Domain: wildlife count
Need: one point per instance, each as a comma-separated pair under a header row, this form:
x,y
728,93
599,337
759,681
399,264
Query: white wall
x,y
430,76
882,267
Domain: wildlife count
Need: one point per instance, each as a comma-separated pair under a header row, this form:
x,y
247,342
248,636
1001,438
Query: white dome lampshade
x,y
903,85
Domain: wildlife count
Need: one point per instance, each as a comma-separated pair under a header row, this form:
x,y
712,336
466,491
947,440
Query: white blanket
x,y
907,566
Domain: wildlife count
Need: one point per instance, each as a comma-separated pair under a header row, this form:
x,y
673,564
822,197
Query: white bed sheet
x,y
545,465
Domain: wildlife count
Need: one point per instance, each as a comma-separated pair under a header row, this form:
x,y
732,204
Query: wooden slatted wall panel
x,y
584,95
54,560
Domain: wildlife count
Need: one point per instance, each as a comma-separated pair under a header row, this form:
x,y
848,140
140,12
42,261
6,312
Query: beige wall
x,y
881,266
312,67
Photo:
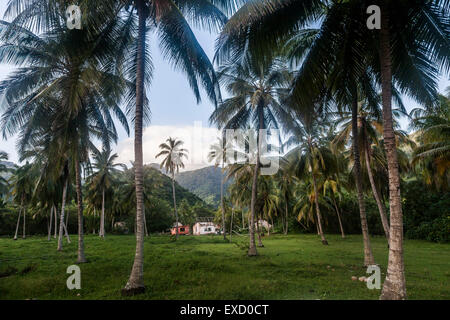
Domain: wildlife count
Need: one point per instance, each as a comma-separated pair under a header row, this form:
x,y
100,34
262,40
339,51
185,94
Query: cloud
x,y
197,140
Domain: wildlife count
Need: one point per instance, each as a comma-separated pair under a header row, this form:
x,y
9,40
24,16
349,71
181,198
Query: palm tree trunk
x,y
81,258
66,232
145,223
258,231
394,287
55,212
252,248
24,221
102,218
18,219
339,215
319,216
222,202
380,204
287,224
61,219
368,256
231,224
175,204
135,284
49,236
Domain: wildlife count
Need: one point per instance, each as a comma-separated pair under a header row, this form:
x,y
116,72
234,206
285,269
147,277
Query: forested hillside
x,y
205,183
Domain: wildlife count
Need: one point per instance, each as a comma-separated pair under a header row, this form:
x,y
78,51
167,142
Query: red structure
x,y
181,230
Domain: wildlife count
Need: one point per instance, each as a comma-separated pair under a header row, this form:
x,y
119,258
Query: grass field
x,y
289,267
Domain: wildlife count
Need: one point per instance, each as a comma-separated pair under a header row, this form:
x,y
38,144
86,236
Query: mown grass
x,y
289,267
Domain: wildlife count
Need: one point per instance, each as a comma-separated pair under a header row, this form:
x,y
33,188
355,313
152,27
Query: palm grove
x,y
311,68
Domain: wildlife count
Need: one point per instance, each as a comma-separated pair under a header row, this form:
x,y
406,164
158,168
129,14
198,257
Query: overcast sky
x,y
174,111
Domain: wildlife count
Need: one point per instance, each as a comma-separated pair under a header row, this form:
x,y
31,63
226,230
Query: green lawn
x,y
289,267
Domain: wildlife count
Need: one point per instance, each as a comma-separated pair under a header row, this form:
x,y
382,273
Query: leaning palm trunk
x,y
368,256
81,258
231,224
24,221
18,220
135,284
175,205
61,219
49,236
319,215
286,217
394,287
380,204
66,225
102,218
339,215
258,231
252,248
145,224
55,212
223,204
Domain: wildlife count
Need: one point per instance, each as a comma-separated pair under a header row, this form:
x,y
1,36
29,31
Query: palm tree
x,y
3,170
218,154
22,182
84,90
285,182
172,162
102,178
257,91
311,158
183,50
389,52
433,153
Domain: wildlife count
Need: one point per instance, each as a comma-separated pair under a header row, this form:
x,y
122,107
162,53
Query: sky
x,y
174,109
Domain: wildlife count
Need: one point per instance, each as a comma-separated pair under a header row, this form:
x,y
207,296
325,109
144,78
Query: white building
x,y
205,227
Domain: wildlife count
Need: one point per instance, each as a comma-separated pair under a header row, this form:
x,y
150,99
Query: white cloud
x,y
197,140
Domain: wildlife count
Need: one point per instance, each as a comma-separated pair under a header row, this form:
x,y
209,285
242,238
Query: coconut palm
x,y
3,170
257,91
173,161
68,75
390,51
182,49
23,182
102,179
218,154
433,152
310,158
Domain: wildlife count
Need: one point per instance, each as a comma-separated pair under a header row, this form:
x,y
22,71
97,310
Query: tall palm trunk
x,y
24,222
61,219
252,248
175,204
49,236
135,284
338,214
66,225
81,258
231,224
102,218
394,287
18,219
287,220
221,200
380,204
319,215
258,231
55,212
368,256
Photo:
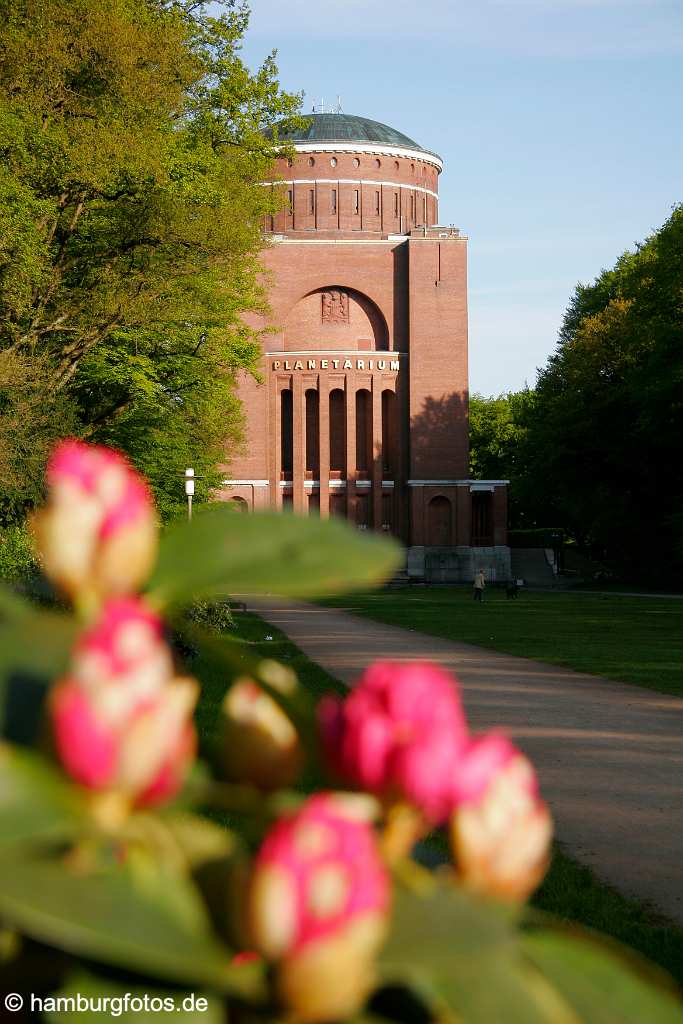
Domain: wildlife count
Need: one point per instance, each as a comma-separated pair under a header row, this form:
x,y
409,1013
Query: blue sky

• _Instructions for the task_:
With the pictures removed, return each record above exactly as given.

• _Answer for this exercise_:
Domain: wildlife count
Need: one point per instance, each as a comma-separated pair under a header row, this form:
x,y
728,93
599,337
759,681
399,264
Query: white wall
x,y
430,76
882,267
Domain: wildlife count
Need: one point per instance, each as a comma-separated pair under a header row, this form:
x,y
247,342
248,636
1001,438
Query: white dome lampshade
x,y
903,85
Domain: wildlife count
Need: one point per instance, each as a comma-separated pair under a header row, this form:
x,y
712,336
466,491
947,440
Query: white blanket
x,y
907,566
Domain: wildlife count
Need: one point per instance, each as a comma-separated pair under a header row, this form:
x,y
673,564
822,197
Query: white bed sheet
x,y
545,465
Domain: wildlife count
Need: one point per instance, each as a comma-separated pair under a header row, this form:
x,y
732,204
Query: wooden slatted wall panel
x,y
584,95
54,560
Domain: wildlife count
Need: one point per instance, each as a comma-separated pair under a header row, this form:
x,y
848,140
140,12
42,261
6,312
Query: beige wall
x,y
881,266
312,67
Photo:
Domain: wildlife count
Need: one point per instance, each as a comma-separated pair under a header row, this form:
x,y
100,34
262,40
339,51
185,94
Query: cloud
x,y
197,140
Domain: wildlife count
Need: one point per instance, each as a comma-separated pair under a header row, this form:
x,y
9,40
24,16
349,71
181,198
Query: palm tree trunk
x,y
81,258
66,232
145,223
258,231
394,287
55,212
252,248
24,221
102,218
18,219
339,215
319,216
222,202
380,204
287,224
61,219
368,256
231,224
175,204
135,284
49,236
Domain: wildlife count
Need: one point per instance, each as a comma-separated pair under a header row, this form:
x,y
116,72
234,206
285,269
147,277
Query: forested hillside
x,y
205,183
Domain: wildlife count
Need: one point per instance, each as a comma-separated pair under a header row, this form:
x,y
78,51
167,142
Query: red structure
x,y
181,230
Domain: wildlife count
Need: one point per instance, each as a comma-separated pair under a header row, this form:
x,y
119,258
Query: grass field
x,y
289,267
Domain: wildlife count
Need: one point per instance, each as a comma-separated pair under a header row, this form:
x,y
38,144
86,236
Query: mown grass
x,y
289,267
Domain: wildlife count
Need: one point per instance, each as a comma-separated pair under a header row, this form:
x,y
33,188
355,313
152,27
Query: palm grove
x,y
311,68
Domain: wildlife count
Need: one point per instance, each as a comma-separated pair under a header row, this form:
x,y
406,164
158,168
129,14
198,257
Query: overcast sky
x,y
174,111
Domain: wildlife count
Need: one point per instance, each as a comma-separated pair under a header row, this form:
x,y
31,63
226,230
Query: green lawn
x,y
289,267
Domain: wildlife count
Need: one point per instance, each as a comma-separated pair under a header row, this form:
x,y
382,273
Query: leaning palm trunk
x,y
368,256
81,258
231,224
24,221
18,220
135,284
175,205
61,219
49,236
319,215
286,217
394,287
380,204
66,225
102,218
339,215
258,231
252,248
145,224
55,212
223,204
Domain: wildlife count
Need: one point per instance, each as a comma-separated pair under a header row, this form:
x,y
1,36
29,31
Query: palm tree
x,y
3,170
218,154
22,182
84,90
285,182
172,162
102,178
257,91
311,158
183,50
389,52
433,153
Domain: wildlife count
Need: one point per instance, each as a comma-separated pair under a header row, this form:
x,y
122,107
162,53
Query: sky
x,y
174,109
Domain: wildlife count
Need: one point per instance, each as a comma-separated pair under a header row, this form:
x,y
207,296
325,109
144,78
Query: white building
x,y
205,227
Domain: wildlife count
Need: one point per instance, each as a comma-separated pair under a header row, this form:
x,y
150,99
Query: white cloud
x,y
197,140
Domain: wildlife count
Need: one point per instance, each as a comma-separated pair under a header row, this form:
x,y
209,285
242,238
Query: coconut palm
x,y
3,170
257,91
173,161
68,75
390,51
182,49
23,182
102,179
218,154
433,152
310,158
Domain: wildlife count
Need: one point per instance, each as a comma-separated pair under a header row, this form:
x,y
22,71
97,310
Query: tall palm trunk
x,y
24,222
61,219
252,248
175,204
49,236
135,284
338,214
66,225
81,258
231,224
102,218
394,287
18,219
287,220
221,200
380,204
319,215
258,231
55,212
368,256
Photo:
Domain: wildlife count
Need: one point per instance, each as a comma-separated pair under a header row, this form:
x,y
409,1013
Query: blue sky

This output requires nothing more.